Página -
^^^^^^^^^^^^^^^^
Una carencia ocupa el núcleo de nuestro ser. Una carencia que pasaremos intentando negar el resto de nuestras vidas. ¿A quién no le cuesta asumir ese leitmotiv Lacaniano de que el sujeto es básicamente nada? Que somos nada.
A Nagore —Nuria Mencía— le ha dejado su pareja hace ya un año y no es capaz de levantar cabeza. Le cuesta asumir que la vida ha de seguir sin esa persona con la que convivió tantos años. Para que Nagore se recupere, su madre, —interpretada por Verónica Forqué— se ocupará de que se relacione con gente que ella conoce: un profesor de yoga, el hermano de este, fisioterapeuta, el hijo del profesor de yoga y su novia.
Este es el arranque de La respiración, obra de Alfredo Sanzol, que de nuevo está en el Teatro de La Abadía, tras el éxito en los recientes Premios Max de teatro donde Nuria Mencía se llevó el galardón a la mejor actriz protagonista junto al premio a la mejor autoría teatral para Alfredo Sanzol.
A Nagore —una suerte de alter ego del autor en la obra— le ocurre eso de lo que hablaba Lacan: que se siente vacía, que siente la nada, que está hecha un guiñapo porque se siente incompleta. Sí, de acuerdo, está su niña de cinco años y su madre que la quiere mucho pero, fundamentalmente, se siente sola y a punto de derribo.
^^^^^^^^^^^^^^^^
Registros guardados -
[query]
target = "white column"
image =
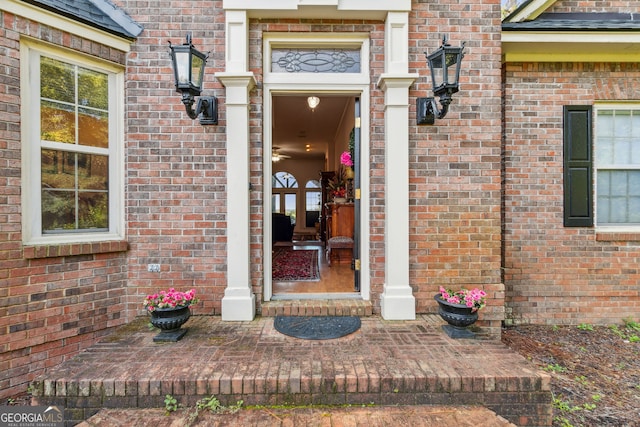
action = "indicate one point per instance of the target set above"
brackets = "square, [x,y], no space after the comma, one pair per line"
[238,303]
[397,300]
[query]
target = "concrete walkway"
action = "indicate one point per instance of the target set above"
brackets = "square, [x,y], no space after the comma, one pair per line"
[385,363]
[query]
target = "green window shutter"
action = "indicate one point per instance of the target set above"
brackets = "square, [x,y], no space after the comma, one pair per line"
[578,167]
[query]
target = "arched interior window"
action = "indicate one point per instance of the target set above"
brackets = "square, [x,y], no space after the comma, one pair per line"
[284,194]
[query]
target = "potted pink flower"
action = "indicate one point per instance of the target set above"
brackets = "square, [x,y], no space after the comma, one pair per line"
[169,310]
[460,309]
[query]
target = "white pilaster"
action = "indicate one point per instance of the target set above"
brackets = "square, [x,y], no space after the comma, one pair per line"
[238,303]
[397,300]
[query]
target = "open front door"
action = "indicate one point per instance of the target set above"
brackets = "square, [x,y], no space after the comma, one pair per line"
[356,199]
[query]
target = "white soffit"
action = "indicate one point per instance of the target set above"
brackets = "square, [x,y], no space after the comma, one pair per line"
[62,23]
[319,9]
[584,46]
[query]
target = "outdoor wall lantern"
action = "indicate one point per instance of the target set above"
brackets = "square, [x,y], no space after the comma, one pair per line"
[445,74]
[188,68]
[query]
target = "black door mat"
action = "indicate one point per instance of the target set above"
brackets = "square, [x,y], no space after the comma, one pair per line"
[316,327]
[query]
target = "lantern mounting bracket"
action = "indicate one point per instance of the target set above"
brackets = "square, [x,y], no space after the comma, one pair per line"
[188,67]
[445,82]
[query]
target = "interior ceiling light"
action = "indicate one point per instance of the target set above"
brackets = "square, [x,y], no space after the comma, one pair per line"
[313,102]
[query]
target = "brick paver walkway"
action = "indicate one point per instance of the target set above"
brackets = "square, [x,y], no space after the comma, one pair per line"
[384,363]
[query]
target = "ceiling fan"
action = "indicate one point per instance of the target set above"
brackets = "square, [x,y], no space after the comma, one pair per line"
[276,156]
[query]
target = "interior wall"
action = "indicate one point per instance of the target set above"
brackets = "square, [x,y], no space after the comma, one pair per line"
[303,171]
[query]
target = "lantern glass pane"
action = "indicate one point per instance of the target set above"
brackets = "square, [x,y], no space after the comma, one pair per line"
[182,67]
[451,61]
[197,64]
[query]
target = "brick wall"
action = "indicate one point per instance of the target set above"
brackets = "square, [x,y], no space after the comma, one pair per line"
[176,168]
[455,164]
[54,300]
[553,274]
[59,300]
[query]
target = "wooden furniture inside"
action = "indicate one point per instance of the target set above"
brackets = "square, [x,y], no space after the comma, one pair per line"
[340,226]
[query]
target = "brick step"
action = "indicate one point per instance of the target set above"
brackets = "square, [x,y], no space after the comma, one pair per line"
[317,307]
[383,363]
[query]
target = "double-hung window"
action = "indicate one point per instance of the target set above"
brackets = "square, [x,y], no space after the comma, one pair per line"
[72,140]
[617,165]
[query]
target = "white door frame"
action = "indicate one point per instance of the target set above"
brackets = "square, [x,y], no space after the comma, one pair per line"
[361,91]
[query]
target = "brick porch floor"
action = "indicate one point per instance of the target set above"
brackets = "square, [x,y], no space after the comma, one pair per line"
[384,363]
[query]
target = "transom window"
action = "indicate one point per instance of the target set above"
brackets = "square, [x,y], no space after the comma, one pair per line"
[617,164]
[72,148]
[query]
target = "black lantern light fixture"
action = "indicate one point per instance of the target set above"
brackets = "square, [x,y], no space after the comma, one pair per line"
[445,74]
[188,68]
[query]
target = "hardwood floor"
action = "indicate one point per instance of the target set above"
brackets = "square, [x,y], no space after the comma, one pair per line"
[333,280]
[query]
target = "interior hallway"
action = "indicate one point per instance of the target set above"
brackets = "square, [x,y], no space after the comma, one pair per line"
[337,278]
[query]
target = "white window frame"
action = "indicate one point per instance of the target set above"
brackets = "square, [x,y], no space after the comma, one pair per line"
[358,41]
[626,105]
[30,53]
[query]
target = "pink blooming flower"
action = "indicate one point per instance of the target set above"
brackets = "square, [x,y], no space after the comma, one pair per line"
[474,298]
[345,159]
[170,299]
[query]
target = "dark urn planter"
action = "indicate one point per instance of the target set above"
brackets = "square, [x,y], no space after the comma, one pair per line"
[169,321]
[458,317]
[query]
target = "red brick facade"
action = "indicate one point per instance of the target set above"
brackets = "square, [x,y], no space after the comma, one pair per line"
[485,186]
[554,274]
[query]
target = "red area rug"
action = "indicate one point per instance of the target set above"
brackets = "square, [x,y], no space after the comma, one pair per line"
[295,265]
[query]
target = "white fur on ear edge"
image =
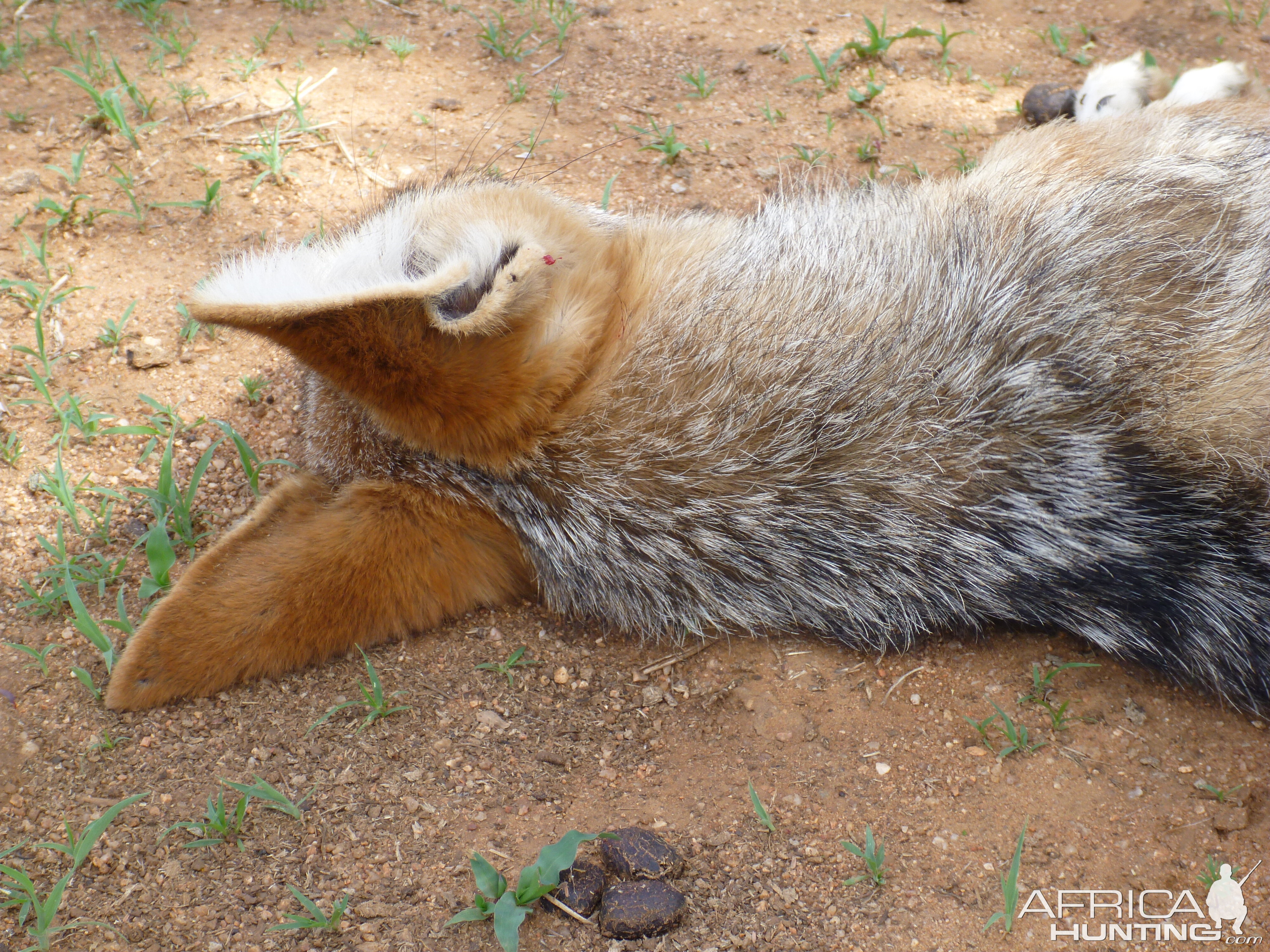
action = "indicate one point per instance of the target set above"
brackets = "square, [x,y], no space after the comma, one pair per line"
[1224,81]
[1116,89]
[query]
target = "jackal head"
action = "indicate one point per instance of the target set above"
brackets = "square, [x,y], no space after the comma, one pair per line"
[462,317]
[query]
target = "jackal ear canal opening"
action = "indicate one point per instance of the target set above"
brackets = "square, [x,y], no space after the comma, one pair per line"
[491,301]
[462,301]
^^^^^^^^^^^^^^^^
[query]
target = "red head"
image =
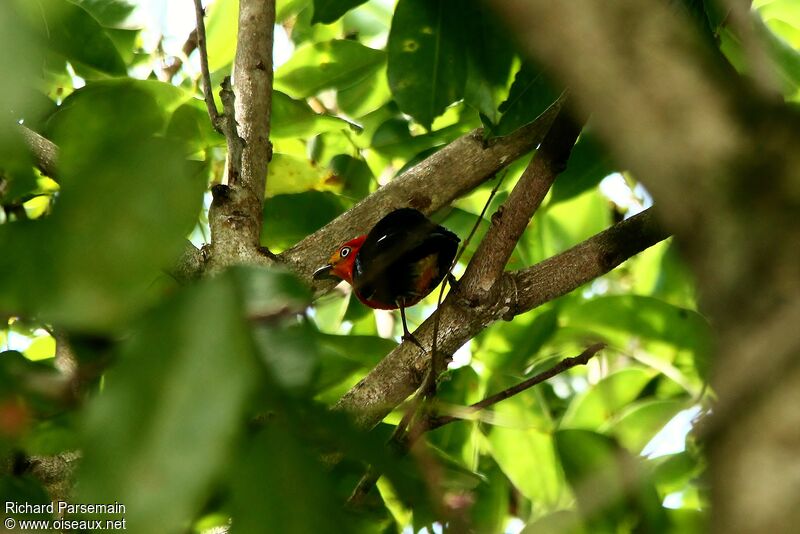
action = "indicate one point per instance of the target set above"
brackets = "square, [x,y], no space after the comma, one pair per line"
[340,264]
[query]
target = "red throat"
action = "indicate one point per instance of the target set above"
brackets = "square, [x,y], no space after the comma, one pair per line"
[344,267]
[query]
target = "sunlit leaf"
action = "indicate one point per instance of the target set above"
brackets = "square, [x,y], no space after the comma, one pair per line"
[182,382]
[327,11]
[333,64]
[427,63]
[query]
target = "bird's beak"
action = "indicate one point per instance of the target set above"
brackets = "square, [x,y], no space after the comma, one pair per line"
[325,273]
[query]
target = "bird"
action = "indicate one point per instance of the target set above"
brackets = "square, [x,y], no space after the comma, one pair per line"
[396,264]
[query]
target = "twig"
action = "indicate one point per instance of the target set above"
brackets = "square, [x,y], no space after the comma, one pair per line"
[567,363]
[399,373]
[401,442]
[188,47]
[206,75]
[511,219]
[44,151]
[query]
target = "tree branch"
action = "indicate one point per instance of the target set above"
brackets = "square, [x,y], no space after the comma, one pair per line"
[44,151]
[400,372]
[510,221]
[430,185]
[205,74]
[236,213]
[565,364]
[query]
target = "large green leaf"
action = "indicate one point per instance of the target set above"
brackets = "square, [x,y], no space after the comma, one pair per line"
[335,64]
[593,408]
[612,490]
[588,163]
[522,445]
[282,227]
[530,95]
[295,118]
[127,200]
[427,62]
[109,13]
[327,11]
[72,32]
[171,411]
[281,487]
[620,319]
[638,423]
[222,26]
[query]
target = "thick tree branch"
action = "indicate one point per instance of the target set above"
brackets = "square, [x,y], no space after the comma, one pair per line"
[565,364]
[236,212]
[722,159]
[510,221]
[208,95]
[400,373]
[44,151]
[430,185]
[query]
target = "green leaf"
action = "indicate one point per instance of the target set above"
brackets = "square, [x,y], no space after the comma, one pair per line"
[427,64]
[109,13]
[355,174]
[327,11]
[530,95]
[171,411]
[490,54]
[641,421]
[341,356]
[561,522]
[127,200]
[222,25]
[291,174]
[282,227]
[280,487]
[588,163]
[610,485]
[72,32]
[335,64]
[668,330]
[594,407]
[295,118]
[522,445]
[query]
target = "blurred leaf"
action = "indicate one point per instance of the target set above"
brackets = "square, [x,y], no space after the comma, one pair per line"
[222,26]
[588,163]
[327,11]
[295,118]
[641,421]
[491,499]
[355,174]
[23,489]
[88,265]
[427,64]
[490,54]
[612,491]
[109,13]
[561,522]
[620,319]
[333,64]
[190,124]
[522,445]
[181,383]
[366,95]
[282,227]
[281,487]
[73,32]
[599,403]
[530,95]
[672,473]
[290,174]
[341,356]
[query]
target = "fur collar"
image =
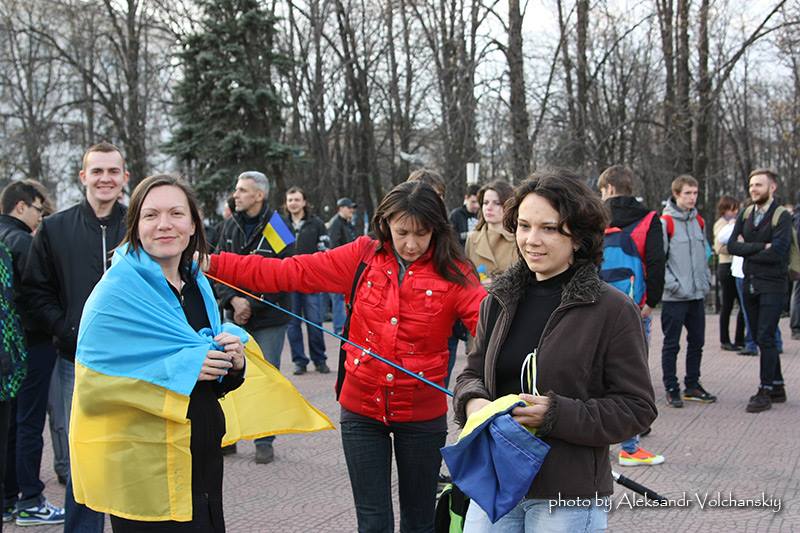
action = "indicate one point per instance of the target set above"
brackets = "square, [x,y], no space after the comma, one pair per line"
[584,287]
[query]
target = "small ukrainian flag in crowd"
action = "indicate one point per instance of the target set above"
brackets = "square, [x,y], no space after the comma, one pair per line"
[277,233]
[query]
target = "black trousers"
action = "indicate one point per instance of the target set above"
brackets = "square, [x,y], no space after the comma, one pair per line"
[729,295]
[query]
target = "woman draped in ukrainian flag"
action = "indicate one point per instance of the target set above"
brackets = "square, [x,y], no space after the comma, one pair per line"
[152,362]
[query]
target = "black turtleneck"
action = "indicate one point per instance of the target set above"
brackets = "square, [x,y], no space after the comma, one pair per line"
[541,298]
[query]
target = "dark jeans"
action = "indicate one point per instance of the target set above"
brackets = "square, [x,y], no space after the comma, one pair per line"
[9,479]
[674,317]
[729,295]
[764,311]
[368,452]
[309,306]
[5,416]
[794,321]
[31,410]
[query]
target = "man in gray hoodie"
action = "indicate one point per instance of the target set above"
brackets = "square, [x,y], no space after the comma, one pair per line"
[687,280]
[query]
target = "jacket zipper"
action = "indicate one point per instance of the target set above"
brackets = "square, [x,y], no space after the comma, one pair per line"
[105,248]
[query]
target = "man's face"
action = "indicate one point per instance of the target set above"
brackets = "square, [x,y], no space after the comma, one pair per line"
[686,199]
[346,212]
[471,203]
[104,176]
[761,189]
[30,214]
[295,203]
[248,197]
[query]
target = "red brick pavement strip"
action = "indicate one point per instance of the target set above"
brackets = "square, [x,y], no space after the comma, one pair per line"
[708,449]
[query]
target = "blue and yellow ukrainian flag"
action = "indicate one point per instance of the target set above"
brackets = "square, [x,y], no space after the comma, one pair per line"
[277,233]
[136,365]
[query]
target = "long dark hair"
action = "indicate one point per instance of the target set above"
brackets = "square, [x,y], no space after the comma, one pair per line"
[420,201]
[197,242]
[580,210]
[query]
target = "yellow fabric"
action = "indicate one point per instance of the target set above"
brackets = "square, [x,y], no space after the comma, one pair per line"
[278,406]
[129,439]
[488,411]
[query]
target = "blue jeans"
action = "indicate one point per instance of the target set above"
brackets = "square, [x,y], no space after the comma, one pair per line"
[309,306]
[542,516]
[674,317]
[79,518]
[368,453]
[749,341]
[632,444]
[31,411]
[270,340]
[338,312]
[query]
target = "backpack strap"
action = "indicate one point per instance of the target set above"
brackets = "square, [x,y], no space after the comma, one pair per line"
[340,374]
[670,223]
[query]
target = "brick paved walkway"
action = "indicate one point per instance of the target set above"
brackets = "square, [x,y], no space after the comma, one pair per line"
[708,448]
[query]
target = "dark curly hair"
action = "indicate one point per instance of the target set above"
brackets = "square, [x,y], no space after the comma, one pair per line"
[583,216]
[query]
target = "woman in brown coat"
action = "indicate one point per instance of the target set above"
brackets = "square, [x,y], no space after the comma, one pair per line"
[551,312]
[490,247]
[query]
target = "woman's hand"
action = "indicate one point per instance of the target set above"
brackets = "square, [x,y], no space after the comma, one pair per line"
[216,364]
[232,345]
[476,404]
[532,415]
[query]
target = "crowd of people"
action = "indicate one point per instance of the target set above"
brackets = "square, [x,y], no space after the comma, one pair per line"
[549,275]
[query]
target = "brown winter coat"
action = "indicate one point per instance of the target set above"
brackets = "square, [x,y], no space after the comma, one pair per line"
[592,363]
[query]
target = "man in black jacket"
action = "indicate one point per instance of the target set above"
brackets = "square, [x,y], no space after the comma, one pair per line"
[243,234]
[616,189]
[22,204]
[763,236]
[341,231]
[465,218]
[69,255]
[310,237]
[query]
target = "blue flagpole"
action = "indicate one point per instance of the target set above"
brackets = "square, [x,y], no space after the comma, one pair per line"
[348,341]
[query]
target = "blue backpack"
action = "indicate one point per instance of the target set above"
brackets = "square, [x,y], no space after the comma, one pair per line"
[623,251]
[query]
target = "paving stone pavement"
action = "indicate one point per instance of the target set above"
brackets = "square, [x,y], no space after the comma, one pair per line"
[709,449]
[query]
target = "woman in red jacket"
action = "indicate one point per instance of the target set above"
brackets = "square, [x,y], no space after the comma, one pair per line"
^^^^^^^^^^^^^^^^
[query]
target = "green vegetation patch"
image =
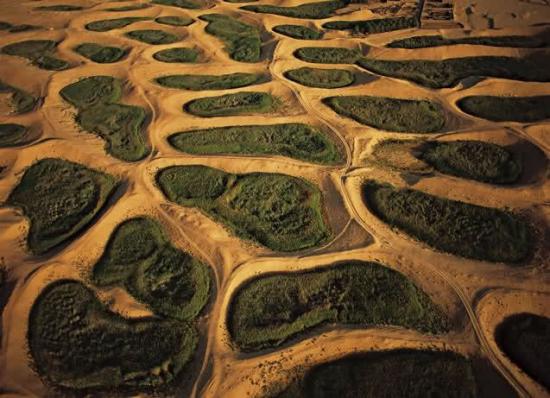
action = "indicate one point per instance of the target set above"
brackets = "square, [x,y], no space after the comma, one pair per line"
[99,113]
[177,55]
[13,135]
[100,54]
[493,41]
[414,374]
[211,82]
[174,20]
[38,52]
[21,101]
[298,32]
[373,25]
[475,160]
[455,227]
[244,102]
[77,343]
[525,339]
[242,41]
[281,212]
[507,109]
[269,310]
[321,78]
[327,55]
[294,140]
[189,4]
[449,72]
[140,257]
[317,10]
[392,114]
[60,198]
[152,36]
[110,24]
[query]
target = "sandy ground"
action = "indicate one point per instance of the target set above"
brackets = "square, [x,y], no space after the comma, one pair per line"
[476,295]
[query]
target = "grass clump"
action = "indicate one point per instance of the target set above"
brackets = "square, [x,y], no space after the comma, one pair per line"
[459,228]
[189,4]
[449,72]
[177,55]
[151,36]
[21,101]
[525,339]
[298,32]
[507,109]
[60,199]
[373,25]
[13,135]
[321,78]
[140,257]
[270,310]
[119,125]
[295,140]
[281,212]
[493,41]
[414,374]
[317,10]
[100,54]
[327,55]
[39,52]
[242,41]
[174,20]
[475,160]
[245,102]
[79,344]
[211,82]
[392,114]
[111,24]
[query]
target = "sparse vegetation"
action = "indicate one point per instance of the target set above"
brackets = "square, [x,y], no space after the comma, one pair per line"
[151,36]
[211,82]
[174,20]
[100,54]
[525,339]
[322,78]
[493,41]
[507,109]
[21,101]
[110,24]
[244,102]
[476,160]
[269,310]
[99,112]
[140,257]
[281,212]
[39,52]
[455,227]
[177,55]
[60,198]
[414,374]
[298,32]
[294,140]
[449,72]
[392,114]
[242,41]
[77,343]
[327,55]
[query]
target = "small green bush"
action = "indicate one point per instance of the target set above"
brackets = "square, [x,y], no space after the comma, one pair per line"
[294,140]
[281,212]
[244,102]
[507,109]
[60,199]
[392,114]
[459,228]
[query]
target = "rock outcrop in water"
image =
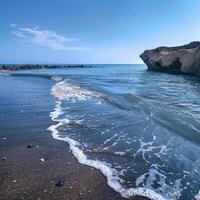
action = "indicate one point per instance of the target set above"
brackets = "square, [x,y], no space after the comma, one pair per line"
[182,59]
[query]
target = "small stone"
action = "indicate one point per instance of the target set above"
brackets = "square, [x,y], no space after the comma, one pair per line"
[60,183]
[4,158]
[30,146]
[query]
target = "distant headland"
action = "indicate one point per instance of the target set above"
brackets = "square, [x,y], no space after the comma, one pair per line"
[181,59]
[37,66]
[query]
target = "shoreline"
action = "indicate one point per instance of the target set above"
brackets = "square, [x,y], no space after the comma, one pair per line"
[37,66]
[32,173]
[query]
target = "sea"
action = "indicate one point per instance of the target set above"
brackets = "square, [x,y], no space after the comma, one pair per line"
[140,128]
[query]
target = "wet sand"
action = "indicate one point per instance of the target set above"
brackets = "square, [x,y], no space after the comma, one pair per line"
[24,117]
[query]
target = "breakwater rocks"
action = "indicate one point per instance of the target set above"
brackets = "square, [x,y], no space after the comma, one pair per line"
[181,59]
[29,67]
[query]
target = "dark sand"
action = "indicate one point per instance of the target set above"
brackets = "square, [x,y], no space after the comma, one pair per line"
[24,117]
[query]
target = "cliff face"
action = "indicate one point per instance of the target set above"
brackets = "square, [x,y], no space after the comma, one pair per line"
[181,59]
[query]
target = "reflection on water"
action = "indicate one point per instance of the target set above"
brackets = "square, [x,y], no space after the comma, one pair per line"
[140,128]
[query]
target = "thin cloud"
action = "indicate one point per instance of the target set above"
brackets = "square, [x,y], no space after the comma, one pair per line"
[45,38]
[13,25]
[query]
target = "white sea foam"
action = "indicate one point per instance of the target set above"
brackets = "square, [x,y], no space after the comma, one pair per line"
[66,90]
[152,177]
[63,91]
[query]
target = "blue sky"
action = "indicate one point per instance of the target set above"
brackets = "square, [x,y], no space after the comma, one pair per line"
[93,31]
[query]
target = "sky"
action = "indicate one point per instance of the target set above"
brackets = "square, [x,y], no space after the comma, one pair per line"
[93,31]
^^^^^^^^^^^^^^^^
Consigna - Continúa el texto sobre la obra La respiración a partir de la frase que termina en «a punto de derribo».

Resultado final -
La respiración es una comedia y no, tranquilidad, no habla de Lacan. Pero es también, pese a pivotar sobre un artefacto cómico autoconsciente capaz de reconocerse en el exabrupto y el delirio, una obra apuntalada por turbaciones reconocibles en cada uno de nosotros: la soledad, la infidelidad, el rehacer una vida desde cero, la reconquista de la intimidad, la fortaleza de autoconcepto.
Nagore desea estar de nuevo completa, pasear de la mano con alguien, formar equipo con alguien, y sobre todo dormir, sí, volver a respirar, dejar de hiperventilar.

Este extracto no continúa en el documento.